Work task –
In this exercise, every entry is to be copied exactly.
Data for review Block Start
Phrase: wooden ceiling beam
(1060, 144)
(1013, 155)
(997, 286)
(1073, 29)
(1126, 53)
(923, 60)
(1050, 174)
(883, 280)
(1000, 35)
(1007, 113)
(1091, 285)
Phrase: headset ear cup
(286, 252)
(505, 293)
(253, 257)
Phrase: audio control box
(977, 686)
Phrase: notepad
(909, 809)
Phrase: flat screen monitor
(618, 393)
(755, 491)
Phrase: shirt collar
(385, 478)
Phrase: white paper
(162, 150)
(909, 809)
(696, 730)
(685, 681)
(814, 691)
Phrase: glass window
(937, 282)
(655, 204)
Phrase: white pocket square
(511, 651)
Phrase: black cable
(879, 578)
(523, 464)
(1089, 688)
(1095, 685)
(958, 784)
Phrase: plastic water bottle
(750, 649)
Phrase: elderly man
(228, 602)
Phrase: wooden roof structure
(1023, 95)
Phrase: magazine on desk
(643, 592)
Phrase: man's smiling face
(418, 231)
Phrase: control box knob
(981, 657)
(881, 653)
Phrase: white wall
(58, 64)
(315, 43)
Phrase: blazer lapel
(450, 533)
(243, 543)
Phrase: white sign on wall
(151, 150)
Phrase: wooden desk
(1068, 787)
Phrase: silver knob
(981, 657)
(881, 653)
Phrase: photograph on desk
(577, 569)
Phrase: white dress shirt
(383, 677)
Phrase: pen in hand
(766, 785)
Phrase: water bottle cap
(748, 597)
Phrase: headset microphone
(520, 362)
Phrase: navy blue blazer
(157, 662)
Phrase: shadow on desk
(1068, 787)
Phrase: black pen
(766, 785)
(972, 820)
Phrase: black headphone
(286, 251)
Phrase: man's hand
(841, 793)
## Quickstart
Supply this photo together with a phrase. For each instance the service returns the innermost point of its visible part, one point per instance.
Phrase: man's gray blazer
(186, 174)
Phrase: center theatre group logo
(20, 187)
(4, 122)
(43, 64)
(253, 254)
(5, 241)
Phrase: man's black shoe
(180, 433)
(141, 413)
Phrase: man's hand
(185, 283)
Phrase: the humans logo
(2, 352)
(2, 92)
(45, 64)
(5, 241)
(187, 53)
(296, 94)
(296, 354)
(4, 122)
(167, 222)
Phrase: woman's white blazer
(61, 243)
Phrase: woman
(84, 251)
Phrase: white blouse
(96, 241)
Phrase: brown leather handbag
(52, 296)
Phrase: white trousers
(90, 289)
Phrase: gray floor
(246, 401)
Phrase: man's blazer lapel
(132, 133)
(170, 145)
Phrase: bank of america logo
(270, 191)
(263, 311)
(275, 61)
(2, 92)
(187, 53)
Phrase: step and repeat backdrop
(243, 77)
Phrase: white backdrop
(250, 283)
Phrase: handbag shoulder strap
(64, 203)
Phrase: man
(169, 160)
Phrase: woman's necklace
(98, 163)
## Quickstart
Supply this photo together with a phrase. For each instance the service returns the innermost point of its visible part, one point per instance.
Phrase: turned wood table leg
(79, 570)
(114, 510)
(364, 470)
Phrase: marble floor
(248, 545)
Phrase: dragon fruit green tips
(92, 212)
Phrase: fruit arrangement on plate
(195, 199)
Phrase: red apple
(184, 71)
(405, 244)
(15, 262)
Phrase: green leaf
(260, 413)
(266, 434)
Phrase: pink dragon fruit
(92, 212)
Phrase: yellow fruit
Data for review Block End
Response box –
Phrase: wooden ceiling beam
(1060, 144)
(1013, 155)
(997, 286)
(1073, 29)
(1126, 53)
(923, 60)
(1050, 174)
(883, 280)
(1000, 35)
(1007, 113)
(1091, 285)
Phrase: headset ear cup
(286, 252)
(505, 293)
(253, 257)
Phrase: audio control box
(977, 686)
Phrase: notepad
(909, 809)
Phrase: flat screen monitor
(618, 393)
(755, 491)
Phrase: shirt collar
(385, 478)
Phrase: white paper
(162, 150)
(909, 809)
(696, 730)
(685, 681)
(814, 691)
Phrase: glass window
(937, 282)
(655, 204)
Phrase: white pocket square
(511, 651)
Phrase: black cable
(879, 578)
(523, 464)
(1089, 688)
(1095, 685)
(958, 784)
Phrase: plastic water bottle
(750, 649)
Phrase: elderly man
(228, 602)
Phrase: wooden roof structure
(1023, 95)
Phrase: magazine on desk
(643, 592)
Phrase: man's smiling face
(418, 231)
Phrase: control box knob
(981, 657)
(881, 653)
Phrase: white wall
(58, 64)
(315, 43)
Phrase: blazer lapel
(450, 533)
(243, 543)
Phrase: white sign on wall
(151, 150)
Phrase: wooden desk
(1068, 787)
Phrase: silver knob
(981, 657)
(881, 653)
Phrase: photograph on desk
(577, 569)
Phrase: white dress shirt
(383, 677)
Phrase: pen in hand
(766, 785)
Phrase: water bottle cap
(748, 597)
Phrase: headset microphone
(520, 362)
Phrase: navy blue blazer
(157, 662)
Phrase: shadow on desk
(1068, 787)
Phrase: black pen
(766, 785)
(972, 820)
Phrase: black headphone
(286, 251)
Phrase: man's hand
(841, 793)
## Quickstart
Supply this photo together with a phrase. For each instance the service returns the innermost point of its visible part, one point per instance.
Phrase: man's gray blazer
(186, 174)
Phrase: center theatre group logo
(20, 187)
(4, 122)
(43, 64)
(253, 254)
(5, 241)
Phrase: man's black shoe
(180, 433)
(141, 413)
Phrase: man's hand
(185, 283)
Phrase: the humans logo
(2, 352)
(2, 92)
(45, 64)
(5, 241)
(187, 53)
(296, 94)
(296, 354)
(4, 122)
(167, 222)
Phrase: woman's white blazer
(61, 243)
Phrase: woman
(84, 251)
Phrase: white blouse
(96, 241)
Phrase: brown leather handbag
(52, 296)
Phrase: white trousers
(90, 289)
Phrase: gray floor
(246, 401)
Phrase: man's blazer lapel
(132, 133)
(170, 145)
Phrase: bank of america logo
(270, 191)
(263, 311)
(275, 61)
(2, 92)
(187, 53)
Phrase: step and repeat backdrop
(243, 77)
Phrase: white backdrop
(250, 283)
Phrase: handbag shoulder strap
(64, 203)
Phrase: man
(169, 160)
Phrase: woman's necklace
(98, 163)
## Quickstart
Supply this photo together with a phrase. For each instance the service returns the innermost point of its visible part, one point per instance.
Phrase: turned wood table leg
(79, 570)
(114, 510)
(364, 470)
Phrase: marble floor
(248, 545)
Phrase: dragon fruit green tips
(92, 212)
Phrase: fruit arrangement on plate
(195, 199)
Phrase: red apple
(184, 71)
(405, 244)
(15, 262)
Phrase: green leaf
(260, 413)
(266, 434)
Phrase: pink dragon fruit
(92, 212)
Phrase: yellow fruit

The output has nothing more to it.